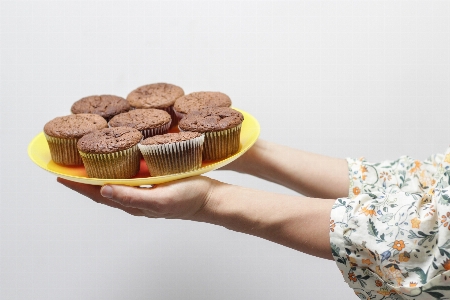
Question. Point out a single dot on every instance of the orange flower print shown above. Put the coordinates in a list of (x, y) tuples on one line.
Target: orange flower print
[(404, 256), (332, 225), (385, 176), (386, 292), (446, 220), (416, 167), (399, 245), (369, 212), (446, 264), (415, 223)]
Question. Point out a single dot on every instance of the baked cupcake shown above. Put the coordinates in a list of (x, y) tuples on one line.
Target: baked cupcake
[(106, 106), (149, 122), (156, 95), (222, 129), (199, 100), (63, 133), (172, 153), (111, 152)]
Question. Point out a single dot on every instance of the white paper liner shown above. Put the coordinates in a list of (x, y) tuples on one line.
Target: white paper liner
[(120, 164), (178, 157), (221, 144), (179, 115), (64, 151), (154, 131)]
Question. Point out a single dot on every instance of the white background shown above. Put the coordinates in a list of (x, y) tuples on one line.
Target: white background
[(341, 78)]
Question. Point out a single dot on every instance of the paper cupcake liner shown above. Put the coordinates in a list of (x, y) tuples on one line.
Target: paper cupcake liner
[(172, 114), (179, 157), (64, 151), (120, 164), (221, 144)]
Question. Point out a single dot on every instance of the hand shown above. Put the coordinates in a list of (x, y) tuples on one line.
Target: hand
[(178, 199)]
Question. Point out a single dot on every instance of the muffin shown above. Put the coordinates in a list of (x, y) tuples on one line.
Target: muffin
[(222, 129), (199, 100), (172, 153), (106, 106), (156, 95), (149, 122), (111, 152), (63, 133)]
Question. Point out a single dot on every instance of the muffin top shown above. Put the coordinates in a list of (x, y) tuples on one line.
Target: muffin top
[(106, 106), (74, 126), (169, 138), (109, 140), (211, 119), (199, 100), (141, 119), (155, 95)]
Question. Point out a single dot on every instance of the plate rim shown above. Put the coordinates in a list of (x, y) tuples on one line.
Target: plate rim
[(157, 179)]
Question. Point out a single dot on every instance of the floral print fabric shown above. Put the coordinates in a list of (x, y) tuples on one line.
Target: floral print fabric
[(391, 237)]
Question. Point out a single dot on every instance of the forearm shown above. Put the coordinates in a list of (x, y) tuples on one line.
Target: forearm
[(310, 174), (292, 221)]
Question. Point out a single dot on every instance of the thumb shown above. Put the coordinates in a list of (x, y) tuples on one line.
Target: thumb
[(128, 196)]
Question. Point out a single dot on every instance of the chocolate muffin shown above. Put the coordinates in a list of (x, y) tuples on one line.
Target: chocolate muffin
[(172, 153), (106, 106), (156, 95), (222, 129), (199, 100), (111, 152), (63, 133), (149, 122)]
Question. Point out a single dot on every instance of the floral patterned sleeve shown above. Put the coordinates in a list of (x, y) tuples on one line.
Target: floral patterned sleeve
[(391, 237)]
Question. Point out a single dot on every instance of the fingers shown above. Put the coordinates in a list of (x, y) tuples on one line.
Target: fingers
[(127, 196), (93, 192)]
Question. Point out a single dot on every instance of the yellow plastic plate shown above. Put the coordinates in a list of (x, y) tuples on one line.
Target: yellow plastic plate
[(40, 154)]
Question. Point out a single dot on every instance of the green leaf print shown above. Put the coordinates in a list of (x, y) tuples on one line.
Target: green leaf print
[(386, 218), (445, 199), (446, 244), (335, 249), (420, 272)]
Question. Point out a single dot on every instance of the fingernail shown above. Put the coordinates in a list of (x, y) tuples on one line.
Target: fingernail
[(106, 191)]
◇ ◇ ◇ ◇ ◇ ◇ ◇
### Written instruction:
Repeat the whole listing above verbatim, line for line, and omit the pictures from your output.

### Right answer:
Question. Point out a single dot on every instance of the orange flower print shown above. Put the coordinates in a list of (x, y) tuples on one line.
Target: orange flower print
[(404, 256), (332, 225), (385, 176), (386, 292), (446, 220), (416, 167), (399, 245), (369, 212), (446, 264), (415, 223)]
Question. Point out a single dot on every instance of the baked cupcake shown above. Put the coordinates in a list of (x, y) tuples on one line.
Target: baked cupcake
[(106, 106), (149, 122), (156, 95), (222, 129), (199, 100), (63, 133), (172, 153), (111, 152)]
Question. Point out a single dot on every instance of the white paper liner shown above. Put the coordinates in a list of (x, y) tuples on one line.
Target: white paper liner
[(120, 164), (178, 157), (221, 144), (179, 115), (64, 151), (154, 131)]
Question. Point out a single dot on every instance of the white background shown above. Put the coordinates in a list of (x, y) tuples on one line.
Target: white background
[(341, 78)]
Question. Point out a single dot on every instance of the paper cupcake liner shown above. Put the coordinates in a list of (x, y) tuples on one line.
Target: paper cupcake liner
[(172, 114), (179, 157), (64, 151), (120, 164), (221, 144)]
Question. Point out a single dot on every instance of the hand shown above. Put the coordinates in a list of (x, y) tuples on one line.
Target: hand
[(178, 199)]
Question. Point out a single dot on every instance of the muffin shown above. Put the coordinates in a list of (x, y) tuples on one line.
Target: muffin
[(222, 129), (199, 100), (172, 153), (106, 106), (156, 95), (149, 122), (111, 152), (63, 133)]
Question. Point out a single dot on every instance of the muffin top shown above. Put the coordinates in a list of (x, y) tuples on one line.
Target: muffin top
[(106, 106), (74, 126), (169, 138), (109, 140), (211, 119), (199, 100), (141, 119), (155, 95)]
Question. Point out a single dot on every instance of the plate rim shown above. Put the coordinates in a list of (x, y) tuples on one line.
Target: plate rim
[(157, 179)]
Question. Point out a single dot on every instance of the floral print fabric shown above. Put the coordinates in a list of (x, y) tuples on one line.
Target: floral print fabric
[(391, 237)]
Question. Point out a single dot on every instance of the forearm shown above. Put the coordinates in a list of (x, y) tuples on one line.
Target: forearm
[(310, 174), (292, 221)]
Question. Point out a single dot on every instance of the thumb shown above. Put the coordinates in a list of (x, y) tuples on one line.
Target: thumb
[(128, 196)]
Question. Point out a single dot on every instance of the chocolate muffin shown above. Put the coordinates in a list of (x, y) tuples on one line.
Target: chocolate muffin
[(172, 153), (106, 106), (156, 95), (222, 129), (199, 100), (111, 152), (63, 133), (149, 122)]
Question. Point out a single dot on every instance of the floral patterned sleeve shown above. Put the coordinates in a list of (x, y) tuples on one line.
Target: floral patterned sleeve
[(391, 237)]
Question. Point out a single dot on every instance of the fingers shown above. Put the coordinates in a list of (x, y) tuples on one line.
Target: fingers
[(127, 196), (93, 192)]
Question. Point out a single dot on every instance of the yellow plastic plate shown above. Put the coordinates in a list of (x, y) tuples on one line.
Target: yellow plastic plate
[(40, 154)]
Question. Point out a single dot on every instance of the green leaf print shown above. Put the coordinates in a list of (x, y) tuples on one line.
Target: green leaf print
[(386, 218), (445, 199), (446, 244), (335, 249), (420, 272)]
Question. Point out a single dot on every instance of the fingernail shown above. Put the coordinates in a list of (x, y) tuples on one line.
Target: fingernail
[(106, 191)]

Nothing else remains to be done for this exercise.